**Texte source:**

%%

Financements extérieurs: Ce qu’attendent le FMI et les autres bailleurs de fonds
Stabiliser le pays, restaurer le parlement, fixer les fondamentaux économiques et financiers et lancer les réformes : les bailleurs de fonds internationaux sont unanimes. Il n’y a pas de recette magique pour que la Tunisie se remette de ses crises. De la détermination, de l’effort et de la transparence : avec des signes tangibles, dans une trajectoire irréversible.
L'accord du FMI sera le signal pour les autres bailleurs de fonds et les marchés. Mais, comment y parvenir rapidement? Les autorités tunisiennes sont optimistes.
«Tout repose sur le gap financier nécessaire pour combler les besoins de financement du budget de l’Etat de l’année 2023», confie à Leaders un proche du dossier. Sur les 3,5 à 4 milliards de dollars à trouver, près de 1,8 milliard de dollars reste à identifier, soit quasiment ce qui a été perdu à cause de la pandémie de Covid, ajoute-t-il. «La question que pose le FMI est de savoir où la Tunisie puisera ces ressources. Des pays frères et amis, notamment du Golfe, avaient promis de le fournir dès l’obtention du Staff Level Agreement avec le Fonds. Cette étape cruciale a bien été franchie le 15 octobre dernier. Les promesses n’ont pas encore été concrétisées. En attendant, il fallait alors se tourner vers d’autres sources, notamment parmi les pays membres du G7, en leur demandant d’augmenter leurs mises déjà annoncées. C’est en bonne voie».

%%

**Jeu de données:**
%%

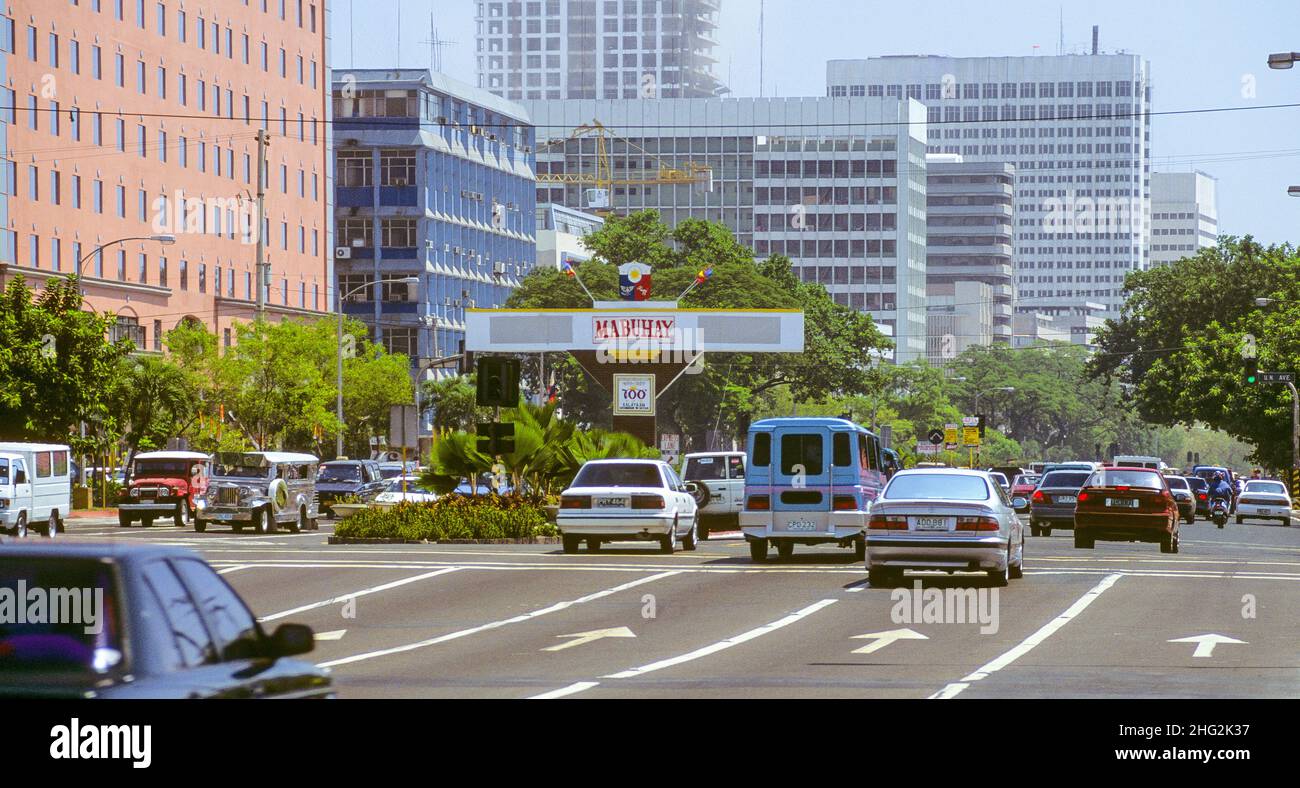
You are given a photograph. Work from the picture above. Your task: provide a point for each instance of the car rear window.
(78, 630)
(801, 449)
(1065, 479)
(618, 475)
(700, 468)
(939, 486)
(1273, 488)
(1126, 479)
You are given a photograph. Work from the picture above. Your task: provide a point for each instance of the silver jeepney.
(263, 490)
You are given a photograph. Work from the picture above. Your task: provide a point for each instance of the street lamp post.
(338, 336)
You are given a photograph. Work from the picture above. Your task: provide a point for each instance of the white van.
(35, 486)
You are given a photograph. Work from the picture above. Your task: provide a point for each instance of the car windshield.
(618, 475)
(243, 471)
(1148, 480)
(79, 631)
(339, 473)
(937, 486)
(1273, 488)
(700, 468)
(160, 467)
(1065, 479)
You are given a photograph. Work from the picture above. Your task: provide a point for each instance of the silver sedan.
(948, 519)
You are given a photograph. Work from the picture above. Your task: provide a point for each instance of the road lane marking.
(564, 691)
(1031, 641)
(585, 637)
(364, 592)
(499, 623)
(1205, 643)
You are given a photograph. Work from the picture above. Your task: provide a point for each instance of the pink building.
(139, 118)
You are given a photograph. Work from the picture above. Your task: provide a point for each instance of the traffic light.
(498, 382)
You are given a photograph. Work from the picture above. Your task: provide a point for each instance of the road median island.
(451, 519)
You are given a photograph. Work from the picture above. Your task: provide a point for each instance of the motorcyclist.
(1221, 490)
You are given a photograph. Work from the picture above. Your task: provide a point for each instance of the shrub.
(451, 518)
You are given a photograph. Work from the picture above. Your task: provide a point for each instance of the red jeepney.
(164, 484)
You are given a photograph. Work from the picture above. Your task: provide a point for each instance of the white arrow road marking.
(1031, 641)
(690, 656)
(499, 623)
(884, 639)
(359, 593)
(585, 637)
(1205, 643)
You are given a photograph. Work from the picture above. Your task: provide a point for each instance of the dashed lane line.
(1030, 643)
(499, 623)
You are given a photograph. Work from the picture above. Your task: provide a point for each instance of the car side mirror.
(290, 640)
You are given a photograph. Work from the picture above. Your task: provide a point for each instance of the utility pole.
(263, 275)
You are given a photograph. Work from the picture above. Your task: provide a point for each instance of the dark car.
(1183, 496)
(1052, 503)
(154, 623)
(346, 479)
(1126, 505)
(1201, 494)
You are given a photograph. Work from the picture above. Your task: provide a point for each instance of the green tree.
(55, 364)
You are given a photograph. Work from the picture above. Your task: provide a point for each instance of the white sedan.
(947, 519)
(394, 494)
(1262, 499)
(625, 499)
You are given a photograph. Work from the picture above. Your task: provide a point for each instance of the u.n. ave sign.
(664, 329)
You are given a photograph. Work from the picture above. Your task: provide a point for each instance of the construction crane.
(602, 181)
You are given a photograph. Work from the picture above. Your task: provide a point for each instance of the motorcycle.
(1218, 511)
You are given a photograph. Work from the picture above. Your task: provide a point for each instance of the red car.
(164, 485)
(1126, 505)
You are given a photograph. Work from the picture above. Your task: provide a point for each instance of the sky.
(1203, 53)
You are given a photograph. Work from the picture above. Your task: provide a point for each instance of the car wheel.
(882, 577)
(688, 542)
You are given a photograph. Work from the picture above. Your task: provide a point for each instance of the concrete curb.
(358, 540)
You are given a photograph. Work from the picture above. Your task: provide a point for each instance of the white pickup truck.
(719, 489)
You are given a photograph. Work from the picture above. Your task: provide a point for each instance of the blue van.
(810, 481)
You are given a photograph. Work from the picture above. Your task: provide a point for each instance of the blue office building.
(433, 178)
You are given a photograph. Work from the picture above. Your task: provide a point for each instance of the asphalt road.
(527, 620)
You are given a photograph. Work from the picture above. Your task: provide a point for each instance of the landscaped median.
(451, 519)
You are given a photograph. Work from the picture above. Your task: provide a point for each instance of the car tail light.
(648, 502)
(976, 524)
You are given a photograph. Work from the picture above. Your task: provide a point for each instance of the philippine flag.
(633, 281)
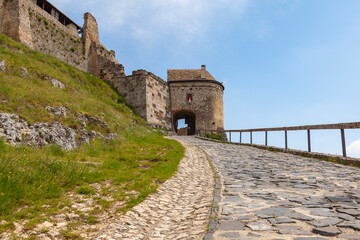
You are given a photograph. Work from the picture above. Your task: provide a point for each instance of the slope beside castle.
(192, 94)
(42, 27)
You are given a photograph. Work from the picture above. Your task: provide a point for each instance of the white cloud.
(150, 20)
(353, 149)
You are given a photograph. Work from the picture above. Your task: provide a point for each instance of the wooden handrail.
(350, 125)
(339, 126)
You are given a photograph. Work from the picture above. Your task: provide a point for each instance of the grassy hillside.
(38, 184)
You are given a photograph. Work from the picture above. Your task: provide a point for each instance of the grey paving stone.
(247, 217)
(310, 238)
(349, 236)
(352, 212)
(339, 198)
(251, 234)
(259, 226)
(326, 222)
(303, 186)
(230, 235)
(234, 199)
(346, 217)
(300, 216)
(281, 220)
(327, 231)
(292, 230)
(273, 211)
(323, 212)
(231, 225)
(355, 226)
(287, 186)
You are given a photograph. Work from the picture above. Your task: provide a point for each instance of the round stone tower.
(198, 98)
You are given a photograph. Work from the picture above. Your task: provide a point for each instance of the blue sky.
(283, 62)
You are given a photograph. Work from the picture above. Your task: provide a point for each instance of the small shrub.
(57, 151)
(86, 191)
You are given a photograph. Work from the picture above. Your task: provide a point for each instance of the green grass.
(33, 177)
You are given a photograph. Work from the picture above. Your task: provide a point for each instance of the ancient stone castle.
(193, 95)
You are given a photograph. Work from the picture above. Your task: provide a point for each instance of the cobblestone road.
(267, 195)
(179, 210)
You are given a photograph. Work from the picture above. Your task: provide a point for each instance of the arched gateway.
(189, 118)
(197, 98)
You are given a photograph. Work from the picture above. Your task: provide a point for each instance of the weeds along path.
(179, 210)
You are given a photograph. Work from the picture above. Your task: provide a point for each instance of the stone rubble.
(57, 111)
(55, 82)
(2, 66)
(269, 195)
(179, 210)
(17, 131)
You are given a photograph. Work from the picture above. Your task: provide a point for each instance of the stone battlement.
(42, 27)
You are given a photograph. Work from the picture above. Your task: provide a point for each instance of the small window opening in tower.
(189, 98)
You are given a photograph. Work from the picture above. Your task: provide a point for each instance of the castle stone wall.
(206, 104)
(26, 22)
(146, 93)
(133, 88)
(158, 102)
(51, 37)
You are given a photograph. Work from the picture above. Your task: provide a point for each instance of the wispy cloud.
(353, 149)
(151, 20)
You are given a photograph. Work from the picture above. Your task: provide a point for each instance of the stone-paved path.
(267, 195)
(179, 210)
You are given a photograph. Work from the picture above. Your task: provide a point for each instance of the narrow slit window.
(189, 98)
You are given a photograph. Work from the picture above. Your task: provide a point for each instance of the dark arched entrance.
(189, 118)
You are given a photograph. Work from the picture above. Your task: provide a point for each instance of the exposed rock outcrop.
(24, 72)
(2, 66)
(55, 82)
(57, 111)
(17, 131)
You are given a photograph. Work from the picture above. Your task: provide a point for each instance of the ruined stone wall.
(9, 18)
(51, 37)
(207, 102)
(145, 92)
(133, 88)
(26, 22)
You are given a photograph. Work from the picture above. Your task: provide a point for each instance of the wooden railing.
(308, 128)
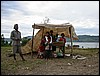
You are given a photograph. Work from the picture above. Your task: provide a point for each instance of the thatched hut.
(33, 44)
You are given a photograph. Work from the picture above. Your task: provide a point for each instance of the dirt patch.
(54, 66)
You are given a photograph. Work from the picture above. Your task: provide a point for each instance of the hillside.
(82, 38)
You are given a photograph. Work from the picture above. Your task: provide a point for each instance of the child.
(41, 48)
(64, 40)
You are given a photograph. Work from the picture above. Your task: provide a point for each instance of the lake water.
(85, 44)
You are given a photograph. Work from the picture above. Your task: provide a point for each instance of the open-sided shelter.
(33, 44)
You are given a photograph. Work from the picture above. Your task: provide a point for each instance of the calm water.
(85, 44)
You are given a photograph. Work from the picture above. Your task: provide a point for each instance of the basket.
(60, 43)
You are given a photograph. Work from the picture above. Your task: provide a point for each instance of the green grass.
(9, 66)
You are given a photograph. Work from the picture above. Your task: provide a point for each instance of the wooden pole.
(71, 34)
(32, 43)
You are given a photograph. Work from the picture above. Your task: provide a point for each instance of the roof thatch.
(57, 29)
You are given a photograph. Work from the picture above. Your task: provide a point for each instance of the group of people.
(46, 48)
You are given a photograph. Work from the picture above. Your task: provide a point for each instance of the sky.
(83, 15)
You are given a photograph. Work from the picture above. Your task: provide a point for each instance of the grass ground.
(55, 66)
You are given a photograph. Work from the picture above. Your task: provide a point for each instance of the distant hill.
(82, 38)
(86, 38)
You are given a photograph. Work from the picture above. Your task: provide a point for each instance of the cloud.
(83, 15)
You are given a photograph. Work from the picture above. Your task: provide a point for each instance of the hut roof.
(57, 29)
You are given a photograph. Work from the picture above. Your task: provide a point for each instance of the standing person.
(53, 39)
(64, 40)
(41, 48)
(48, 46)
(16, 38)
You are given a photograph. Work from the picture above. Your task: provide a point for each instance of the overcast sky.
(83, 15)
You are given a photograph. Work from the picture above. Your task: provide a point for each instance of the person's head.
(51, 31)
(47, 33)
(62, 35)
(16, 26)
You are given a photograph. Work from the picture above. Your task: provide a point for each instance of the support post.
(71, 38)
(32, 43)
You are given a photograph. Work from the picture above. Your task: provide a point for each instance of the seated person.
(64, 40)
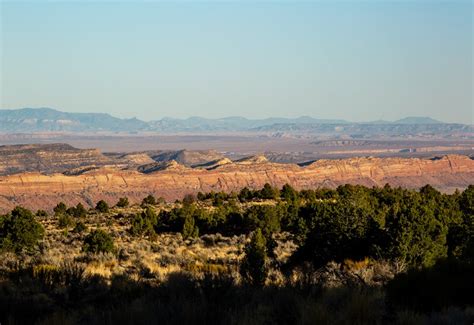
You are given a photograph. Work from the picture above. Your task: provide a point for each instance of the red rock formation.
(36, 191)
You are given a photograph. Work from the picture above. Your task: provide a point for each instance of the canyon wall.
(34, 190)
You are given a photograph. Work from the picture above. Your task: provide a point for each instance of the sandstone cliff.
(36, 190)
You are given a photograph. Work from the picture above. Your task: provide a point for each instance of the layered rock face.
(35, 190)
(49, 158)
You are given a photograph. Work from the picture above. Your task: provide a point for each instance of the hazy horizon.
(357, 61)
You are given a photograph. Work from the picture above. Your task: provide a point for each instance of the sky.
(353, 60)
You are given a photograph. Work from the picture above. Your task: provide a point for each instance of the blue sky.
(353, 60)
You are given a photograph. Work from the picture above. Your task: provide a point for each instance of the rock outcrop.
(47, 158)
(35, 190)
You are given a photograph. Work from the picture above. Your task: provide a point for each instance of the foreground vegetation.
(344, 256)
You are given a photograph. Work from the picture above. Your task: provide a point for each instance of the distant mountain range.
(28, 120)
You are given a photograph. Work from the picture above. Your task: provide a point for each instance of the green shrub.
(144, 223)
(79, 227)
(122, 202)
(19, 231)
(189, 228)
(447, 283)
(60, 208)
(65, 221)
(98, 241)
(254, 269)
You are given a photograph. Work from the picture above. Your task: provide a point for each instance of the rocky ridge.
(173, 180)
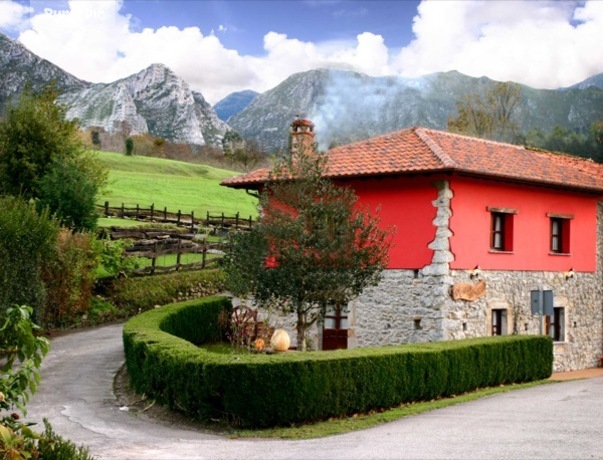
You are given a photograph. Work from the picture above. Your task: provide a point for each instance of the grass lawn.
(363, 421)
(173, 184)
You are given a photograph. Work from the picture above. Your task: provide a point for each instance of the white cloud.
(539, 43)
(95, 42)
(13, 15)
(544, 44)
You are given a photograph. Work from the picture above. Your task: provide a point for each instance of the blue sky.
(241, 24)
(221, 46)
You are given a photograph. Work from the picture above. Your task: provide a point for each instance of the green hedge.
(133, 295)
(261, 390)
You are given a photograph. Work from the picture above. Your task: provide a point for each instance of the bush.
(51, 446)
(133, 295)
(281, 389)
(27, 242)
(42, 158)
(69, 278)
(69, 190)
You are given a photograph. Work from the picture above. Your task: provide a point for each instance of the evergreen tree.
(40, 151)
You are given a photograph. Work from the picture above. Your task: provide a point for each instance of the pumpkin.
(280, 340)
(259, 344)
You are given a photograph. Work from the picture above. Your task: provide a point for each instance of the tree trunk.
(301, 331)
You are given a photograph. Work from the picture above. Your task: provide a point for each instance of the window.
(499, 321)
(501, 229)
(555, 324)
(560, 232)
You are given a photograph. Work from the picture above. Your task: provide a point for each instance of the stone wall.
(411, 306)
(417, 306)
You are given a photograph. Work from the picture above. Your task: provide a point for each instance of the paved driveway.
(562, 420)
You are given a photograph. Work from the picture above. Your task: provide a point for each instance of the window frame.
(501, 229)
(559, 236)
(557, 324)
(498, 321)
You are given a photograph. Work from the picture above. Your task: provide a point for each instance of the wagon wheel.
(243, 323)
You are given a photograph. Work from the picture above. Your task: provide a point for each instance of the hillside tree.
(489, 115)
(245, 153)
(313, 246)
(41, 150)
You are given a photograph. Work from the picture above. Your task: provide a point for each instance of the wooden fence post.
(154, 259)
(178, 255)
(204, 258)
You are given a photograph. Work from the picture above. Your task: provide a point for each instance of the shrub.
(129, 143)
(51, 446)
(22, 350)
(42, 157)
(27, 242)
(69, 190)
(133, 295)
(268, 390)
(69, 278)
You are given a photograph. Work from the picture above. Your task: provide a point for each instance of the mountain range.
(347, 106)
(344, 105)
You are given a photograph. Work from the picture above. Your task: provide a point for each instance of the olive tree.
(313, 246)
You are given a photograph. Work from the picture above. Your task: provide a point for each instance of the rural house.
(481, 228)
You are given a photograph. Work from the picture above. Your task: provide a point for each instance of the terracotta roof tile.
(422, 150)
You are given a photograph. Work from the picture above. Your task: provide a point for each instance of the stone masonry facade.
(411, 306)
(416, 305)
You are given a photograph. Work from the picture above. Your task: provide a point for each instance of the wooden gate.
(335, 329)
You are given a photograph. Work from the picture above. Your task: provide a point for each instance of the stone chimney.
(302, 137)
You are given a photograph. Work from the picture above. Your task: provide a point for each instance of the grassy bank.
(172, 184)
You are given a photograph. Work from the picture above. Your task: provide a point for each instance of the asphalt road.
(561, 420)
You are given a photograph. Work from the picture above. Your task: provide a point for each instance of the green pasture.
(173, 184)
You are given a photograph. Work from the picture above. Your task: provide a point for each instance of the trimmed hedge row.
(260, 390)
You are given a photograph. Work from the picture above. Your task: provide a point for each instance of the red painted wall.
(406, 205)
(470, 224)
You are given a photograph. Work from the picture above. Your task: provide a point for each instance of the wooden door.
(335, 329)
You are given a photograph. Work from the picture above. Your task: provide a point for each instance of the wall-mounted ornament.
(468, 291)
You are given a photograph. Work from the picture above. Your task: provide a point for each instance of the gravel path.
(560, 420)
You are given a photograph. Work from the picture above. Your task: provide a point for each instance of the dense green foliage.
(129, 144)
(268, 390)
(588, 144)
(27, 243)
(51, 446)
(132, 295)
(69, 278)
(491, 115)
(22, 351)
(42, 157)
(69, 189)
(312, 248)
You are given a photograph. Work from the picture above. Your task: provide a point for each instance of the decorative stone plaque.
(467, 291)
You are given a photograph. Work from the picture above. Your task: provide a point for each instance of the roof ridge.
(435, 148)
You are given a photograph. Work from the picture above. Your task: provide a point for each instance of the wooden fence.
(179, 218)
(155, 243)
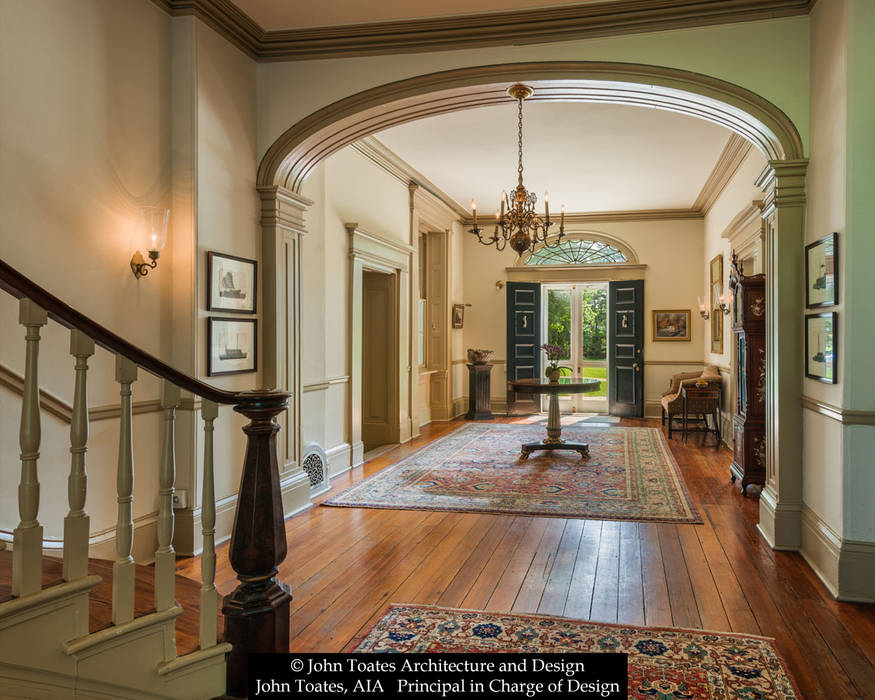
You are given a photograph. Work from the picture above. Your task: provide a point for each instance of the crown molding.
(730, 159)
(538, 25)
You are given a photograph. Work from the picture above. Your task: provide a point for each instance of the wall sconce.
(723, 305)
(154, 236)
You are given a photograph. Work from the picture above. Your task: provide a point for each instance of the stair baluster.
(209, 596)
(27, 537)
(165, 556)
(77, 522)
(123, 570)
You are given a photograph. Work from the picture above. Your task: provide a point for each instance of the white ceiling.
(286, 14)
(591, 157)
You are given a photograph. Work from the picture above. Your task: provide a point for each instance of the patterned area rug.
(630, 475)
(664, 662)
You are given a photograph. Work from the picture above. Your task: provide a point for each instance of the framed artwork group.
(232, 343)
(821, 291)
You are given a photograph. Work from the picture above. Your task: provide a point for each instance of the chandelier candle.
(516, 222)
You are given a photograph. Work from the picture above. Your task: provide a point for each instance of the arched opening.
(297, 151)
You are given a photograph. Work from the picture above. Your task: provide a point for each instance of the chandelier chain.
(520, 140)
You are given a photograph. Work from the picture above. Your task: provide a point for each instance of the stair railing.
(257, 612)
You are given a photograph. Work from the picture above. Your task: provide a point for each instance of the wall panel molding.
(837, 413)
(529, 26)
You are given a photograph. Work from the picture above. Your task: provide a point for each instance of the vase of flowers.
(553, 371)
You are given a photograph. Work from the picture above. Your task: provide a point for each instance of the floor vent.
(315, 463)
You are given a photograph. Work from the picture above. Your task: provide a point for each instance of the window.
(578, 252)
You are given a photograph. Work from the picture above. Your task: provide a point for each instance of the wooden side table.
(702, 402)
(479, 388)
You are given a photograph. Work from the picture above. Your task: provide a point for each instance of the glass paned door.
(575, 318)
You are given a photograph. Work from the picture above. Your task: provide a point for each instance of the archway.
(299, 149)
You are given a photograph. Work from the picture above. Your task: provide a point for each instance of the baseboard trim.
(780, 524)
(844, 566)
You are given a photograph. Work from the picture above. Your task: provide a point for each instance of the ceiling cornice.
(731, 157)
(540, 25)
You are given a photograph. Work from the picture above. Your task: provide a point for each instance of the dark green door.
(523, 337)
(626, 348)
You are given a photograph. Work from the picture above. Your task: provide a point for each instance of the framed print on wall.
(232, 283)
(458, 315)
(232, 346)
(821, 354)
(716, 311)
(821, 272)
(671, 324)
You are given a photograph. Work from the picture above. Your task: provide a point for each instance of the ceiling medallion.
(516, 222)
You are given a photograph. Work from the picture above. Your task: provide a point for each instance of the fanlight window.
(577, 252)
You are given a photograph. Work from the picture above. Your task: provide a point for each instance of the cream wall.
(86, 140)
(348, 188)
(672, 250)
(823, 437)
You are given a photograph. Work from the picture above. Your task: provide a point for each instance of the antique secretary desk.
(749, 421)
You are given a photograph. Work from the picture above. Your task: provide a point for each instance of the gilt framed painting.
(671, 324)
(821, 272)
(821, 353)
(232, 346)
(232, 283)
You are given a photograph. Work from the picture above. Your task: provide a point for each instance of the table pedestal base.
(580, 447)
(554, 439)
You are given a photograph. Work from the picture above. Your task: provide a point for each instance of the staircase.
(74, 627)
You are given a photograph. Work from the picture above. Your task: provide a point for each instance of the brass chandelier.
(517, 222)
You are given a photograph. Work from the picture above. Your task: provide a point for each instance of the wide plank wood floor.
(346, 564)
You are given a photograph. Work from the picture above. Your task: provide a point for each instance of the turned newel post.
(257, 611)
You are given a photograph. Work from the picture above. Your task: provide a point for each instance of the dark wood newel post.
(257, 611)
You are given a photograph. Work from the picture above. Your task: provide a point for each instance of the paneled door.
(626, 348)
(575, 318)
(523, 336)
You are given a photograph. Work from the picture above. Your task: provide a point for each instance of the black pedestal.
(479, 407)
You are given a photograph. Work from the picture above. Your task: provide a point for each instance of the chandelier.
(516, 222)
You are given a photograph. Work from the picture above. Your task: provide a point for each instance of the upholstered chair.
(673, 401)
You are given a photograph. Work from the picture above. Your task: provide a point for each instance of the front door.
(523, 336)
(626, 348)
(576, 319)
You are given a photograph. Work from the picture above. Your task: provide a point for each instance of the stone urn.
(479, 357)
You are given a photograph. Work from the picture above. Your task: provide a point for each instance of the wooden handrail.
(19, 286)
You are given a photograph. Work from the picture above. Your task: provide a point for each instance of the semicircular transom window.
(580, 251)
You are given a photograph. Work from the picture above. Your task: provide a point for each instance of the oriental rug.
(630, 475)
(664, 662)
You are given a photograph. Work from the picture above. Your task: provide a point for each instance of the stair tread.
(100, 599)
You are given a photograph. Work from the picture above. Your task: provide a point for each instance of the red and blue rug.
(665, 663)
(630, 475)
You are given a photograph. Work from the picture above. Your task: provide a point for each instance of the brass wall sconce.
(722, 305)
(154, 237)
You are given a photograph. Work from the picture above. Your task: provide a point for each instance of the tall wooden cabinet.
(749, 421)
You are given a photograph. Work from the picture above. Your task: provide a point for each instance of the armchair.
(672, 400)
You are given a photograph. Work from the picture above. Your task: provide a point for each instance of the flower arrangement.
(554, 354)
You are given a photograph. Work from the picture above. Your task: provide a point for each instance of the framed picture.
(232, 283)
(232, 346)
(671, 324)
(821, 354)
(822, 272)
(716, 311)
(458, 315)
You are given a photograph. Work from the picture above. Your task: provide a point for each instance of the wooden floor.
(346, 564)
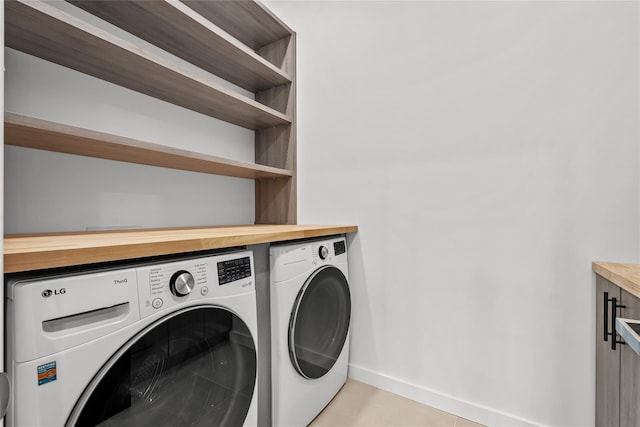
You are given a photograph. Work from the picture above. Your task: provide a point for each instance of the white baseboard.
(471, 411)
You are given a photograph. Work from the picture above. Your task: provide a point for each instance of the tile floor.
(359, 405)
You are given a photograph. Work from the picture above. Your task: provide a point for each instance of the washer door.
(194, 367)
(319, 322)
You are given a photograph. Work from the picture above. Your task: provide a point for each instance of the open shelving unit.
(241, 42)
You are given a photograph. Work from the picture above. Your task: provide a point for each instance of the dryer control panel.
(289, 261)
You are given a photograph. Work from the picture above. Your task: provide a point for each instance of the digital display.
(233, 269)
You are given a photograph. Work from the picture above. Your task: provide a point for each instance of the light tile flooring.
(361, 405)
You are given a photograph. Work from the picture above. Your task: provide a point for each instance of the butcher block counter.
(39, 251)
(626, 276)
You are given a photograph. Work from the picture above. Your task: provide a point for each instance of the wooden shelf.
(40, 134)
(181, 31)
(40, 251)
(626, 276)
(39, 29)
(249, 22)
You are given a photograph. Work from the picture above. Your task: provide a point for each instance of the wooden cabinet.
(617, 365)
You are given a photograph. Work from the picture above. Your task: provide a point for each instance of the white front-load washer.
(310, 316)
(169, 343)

%%

**Tâches à réaliser:**
- A) Répondez aux questions suivantes à partir de l'article sur les financements extérieurs ci-dessus, une réponse par ligne, marquée comme la question :
(i) D'après l'article, qu'est-ce qui constituera le signal pour les autres bailleurs de fonds et les marchés ?
(ii) Quel montant reste à identifier sur les sommes à trouver ?
(iii) À quelle date l'étape du Staff Level Agreement a-t-elle été franchie ?
- B) Indiquez si chacune des affirmations suivantes concorde avec l'article sur les financements extérieurs ci-dessus. Répondez par oui ou non et citez la phrase de l'article qui tranche :
(i) Le montant total à trouver se situe entre 3,5 et 4 milliards de dollars.
(ii) Les promesses faites par des pays frères et amis ont déjà été concrétisées.
(iii) Les bailleurs de fonds internationaux voient une recette magique pour que la Tunisie se remette de ses crises.

**Vos réponses:**
- A)
(i) L'accord du FMI.
(ii) Près de 1,8 milliard de dollars.
(iii) Le 15 octobre.

- B)
(i) Oui : « Sur les 3,5 à 4 milliards de dollars à trouver, près de 1,8 milliard de dollars reste à identifier »
(ii) Non : « Les promesses n’ont pas encore été concrétisées. »
(iii) Non : « Il n’y a pas de recette magique pour que la Tunisie se remette de ses crises. »